_To-do list_.
1. Extract the passage of the class AB amplifier thread from "They would prefer" up to and including "if you want.", copying it word for word.
2. Write a continuation of the forum thread on designing a class AB amplifier, beginning after its last post.

I see, I was trying something more simplified. But looking at what you did i guess you need a differential amplifier to feed back in to the output. It really shows at what levels you can take amplifiers. Thank you very much for your response. There is a lot of work in the first stage I must say despite the differential amplifier.

@AHX123 I just simulated another idea that gives about 0.02% THD. But there's a redesign of the output stage and without lots of extra design and construction work that's about the limit for discrete parts, I think.

You can share I’ll take a look. Creating this class AB amplifier is a part of my project and I’ve been itching my brain for weeks. And here you are doing it in minutes. I’m very impressed. They asked for a simple 2 stage amplifier with 3-5 transistors

@AHX123 Are you allowed to use other than 12 V rail?

We can use anything. As long as it’s a class AB amplifier. With a good signal output and low distortion.

@AHX123 Then I can recommend a two-stage system that yields about 0.04% into 16 Ohms with output of +/- 4 V. But I'd use +/- 8 V rails if that's okay. I probably could lower the rails a bit. But if THD is the goal, more excess headroom is better than less.

For my project the parameters don’t really matter. But I’ll take a look on what you are saying. As long as I present a decent enough working Class AB circuit they’ll be happy. THD is one of the main things I am measuring so is linearity

Have you got a circuit diagram that can show me?

@AHX123 I used BJTs instead of diodes in the above. Do they cound diode-connected BJTs as BJTs? Or diodes? Also, how much gain are you looking to achieve. That matters.

They would prefer diodes. And they are looking to amplify 30-50x

@AHX123 This uses \$\pm 8\:\text{V}\$ supply rails, gets \$A_v\approx 34\$, and has a THD (with \$\pm 4\:\text{V}\$ output into \$16\:\Omega\$) of 0.048%. That's simulated, keep in mind. But it gives an idea. Using your transistors would probably improve the THD. I just tried that change and it goes down to 0.03% THD.

@AHX123 So don't use the D44H and D45H power transistors... Though you can, if you want.

Wow this does give me a good idea where to go from here again. I’m looking for something way more simpler and I will definitely use these schematics to progress. You have taught me alot about supply rails and differential amplifiers. My supervisors are asking for a 2 stages amplifier that’s contains 3-5 transistors overall in both stages

@AHX123 Then you are stuck with just two BJTs for the output stage, plus one VAS BJT, plus two more BJTs for the long tailed pair front end. (You can tell them that the VAS BJT is part of the output stage. So 3 BJTs in the output, 2 BJTs in the input. You can get that down to about 0.3%, maybe 0.2%, THD. I hate using diodes and would prefer using diode-connected BJTs. But if they count them as BJTs and not diodes (sad, if so), then you are stuck with diodes.

Yes that’s what they are looking for. Most likely. It’s in my briefing and presenting something more complexed will be breaching. This is only a simple project for starters in electronics design like me

@AHX123 Well, just replace those diode-connected BJTs I show in my answer with diodes, then. And I guess you have to replace that current source of 2 BJTs with a resistor. Since you are allowed dual rails, though, I'd definitely take advantage of that fact.

_Material_.

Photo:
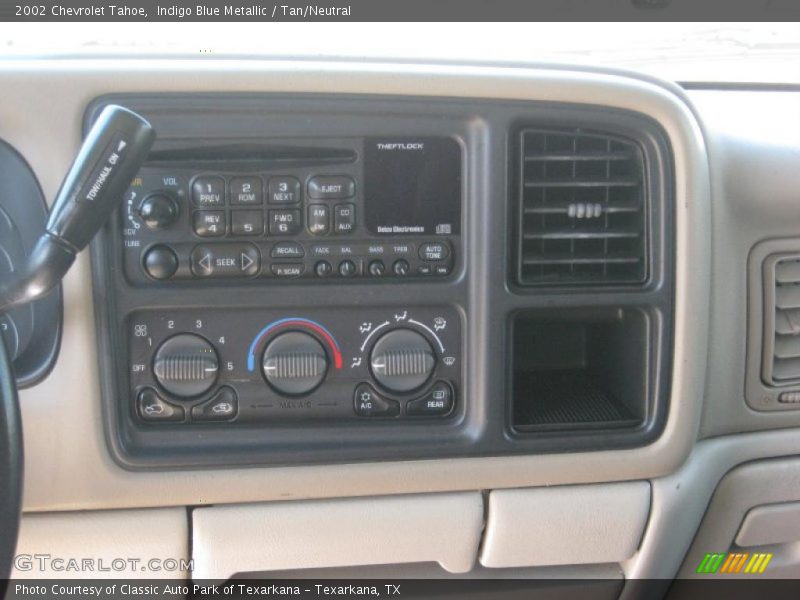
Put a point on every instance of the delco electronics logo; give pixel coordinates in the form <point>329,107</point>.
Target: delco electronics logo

_Outputs in order_.
1.
They would prefer diodes. And they are looking to amplify 30-50x

@AHX123 This uses \$\pm 8\:\text{V}\$ supply rails, gets \$A_v\approx 34\$, and has a THD (with \$\pm 4\:\text{V}\$ output into \$16\:\Omega\$) of 0.048%. That's simulated, keep in mind. But it gives an idea. Using your transistors would probably improve the THD. I just tried that change and it goes down to 0.03% THD.

@AHX123 So don't use the D44H and D45H power transistors... Though you can, if you want.

2.
Which answer are we talking about?

@AHX123 This one. Oh. Forgot. The R13 R14 divider won't be needed since you have access to ground. They can be replaced with one resistor, instead.

Wow thank you very much I really appreciate it. I’ll get to simulating soon and I’ll see what I come up with

@AHX123 I start at the end. What's my load? What's my peak voltage at the output? What does that mean for my peak current? What does that mean for my peak base current? Etc. I work backwards towards the input stage in that way. Unless I have a known input source (like an electret.) In that case I have to start with the input stage because I am not using an ideal signal generator anymore. But then, I'm not limited to just 5 BJTs, either.

I see so I start off with my end and work backwards ensuring the values and components I have are meeting the criteria

what would I do with the r3 resistor in the middle of q3 and q4?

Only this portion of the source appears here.